Dataset entries
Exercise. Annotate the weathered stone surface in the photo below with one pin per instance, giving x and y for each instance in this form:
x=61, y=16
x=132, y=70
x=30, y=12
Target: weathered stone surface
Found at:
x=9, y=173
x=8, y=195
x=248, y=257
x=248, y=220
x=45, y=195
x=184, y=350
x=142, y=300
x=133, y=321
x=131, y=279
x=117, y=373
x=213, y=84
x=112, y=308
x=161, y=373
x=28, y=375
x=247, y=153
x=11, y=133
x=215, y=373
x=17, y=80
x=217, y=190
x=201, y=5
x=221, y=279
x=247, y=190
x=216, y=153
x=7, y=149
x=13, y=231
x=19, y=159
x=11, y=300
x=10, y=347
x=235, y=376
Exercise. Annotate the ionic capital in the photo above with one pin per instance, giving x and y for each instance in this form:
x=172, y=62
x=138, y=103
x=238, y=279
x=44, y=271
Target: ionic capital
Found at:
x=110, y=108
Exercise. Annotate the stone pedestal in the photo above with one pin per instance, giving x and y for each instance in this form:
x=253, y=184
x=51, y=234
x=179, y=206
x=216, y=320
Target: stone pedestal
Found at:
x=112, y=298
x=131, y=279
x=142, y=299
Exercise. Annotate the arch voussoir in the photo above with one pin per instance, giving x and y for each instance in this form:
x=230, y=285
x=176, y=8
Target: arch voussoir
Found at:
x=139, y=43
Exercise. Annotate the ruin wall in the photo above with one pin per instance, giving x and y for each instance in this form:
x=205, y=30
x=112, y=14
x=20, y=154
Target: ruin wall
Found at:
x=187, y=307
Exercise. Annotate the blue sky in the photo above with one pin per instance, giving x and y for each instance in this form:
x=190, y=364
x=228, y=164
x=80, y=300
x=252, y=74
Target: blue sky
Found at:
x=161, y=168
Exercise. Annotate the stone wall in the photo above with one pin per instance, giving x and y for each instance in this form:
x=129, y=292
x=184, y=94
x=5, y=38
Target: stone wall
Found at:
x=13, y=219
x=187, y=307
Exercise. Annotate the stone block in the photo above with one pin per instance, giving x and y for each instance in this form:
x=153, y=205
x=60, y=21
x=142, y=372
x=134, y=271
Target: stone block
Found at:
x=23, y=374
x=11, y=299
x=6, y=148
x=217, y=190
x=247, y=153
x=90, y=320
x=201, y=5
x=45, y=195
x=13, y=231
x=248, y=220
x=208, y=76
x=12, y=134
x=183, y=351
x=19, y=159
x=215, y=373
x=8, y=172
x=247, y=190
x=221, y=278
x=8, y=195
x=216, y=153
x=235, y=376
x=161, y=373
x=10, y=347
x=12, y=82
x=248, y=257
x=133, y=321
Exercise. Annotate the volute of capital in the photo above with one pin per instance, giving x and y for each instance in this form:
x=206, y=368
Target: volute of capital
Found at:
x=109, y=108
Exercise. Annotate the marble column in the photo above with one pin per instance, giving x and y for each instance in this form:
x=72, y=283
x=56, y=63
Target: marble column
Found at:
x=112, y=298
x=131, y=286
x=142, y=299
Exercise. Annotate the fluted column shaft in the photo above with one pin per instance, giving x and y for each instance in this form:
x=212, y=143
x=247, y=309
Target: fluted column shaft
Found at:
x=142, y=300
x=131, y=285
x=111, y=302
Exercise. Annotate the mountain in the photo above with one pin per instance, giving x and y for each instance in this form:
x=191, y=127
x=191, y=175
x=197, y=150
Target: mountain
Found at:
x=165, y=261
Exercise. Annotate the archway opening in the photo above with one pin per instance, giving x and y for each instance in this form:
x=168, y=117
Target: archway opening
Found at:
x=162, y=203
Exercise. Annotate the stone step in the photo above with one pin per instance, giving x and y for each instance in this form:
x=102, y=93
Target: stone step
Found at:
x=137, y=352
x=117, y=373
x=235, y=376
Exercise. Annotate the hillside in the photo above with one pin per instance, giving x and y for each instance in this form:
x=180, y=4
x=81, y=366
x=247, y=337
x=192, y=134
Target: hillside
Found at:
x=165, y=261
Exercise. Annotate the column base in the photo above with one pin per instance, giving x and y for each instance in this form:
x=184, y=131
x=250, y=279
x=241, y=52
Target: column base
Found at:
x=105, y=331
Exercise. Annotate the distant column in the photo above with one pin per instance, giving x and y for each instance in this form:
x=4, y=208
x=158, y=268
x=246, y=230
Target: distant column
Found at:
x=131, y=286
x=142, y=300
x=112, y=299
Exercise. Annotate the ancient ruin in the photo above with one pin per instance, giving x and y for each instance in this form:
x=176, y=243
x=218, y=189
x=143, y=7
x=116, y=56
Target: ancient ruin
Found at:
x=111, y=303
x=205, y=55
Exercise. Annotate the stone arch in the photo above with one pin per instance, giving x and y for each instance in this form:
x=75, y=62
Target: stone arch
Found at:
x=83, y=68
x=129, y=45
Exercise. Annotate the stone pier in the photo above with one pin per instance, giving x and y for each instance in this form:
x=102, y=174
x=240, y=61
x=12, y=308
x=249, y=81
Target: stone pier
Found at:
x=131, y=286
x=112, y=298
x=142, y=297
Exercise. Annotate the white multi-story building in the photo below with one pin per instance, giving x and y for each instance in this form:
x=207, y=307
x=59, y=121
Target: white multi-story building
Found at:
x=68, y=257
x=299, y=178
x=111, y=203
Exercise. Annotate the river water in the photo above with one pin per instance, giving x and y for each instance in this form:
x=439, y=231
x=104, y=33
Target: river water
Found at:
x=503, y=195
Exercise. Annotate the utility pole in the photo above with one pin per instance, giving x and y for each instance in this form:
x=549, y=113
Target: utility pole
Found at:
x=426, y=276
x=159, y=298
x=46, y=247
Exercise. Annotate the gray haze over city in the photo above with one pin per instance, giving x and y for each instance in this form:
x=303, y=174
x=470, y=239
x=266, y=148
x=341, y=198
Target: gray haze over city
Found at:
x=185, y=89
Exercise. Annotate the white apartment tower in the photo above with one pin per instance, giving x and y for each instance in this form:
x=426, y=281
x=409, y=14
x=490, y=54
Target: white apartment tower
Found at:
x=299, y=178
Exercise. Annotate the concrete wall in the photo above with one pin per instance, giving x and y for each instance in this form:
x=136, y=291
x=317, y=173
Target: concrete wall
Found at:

**Instructions to follow:** Find "fluted" in the data above. Report each line where it appears.

**Result of the exercise:**
Exercise. Annotate the fluted column shaft in the photo above with one pin per instance, giving x and y for each instance in this form:
Target: fluted column shaft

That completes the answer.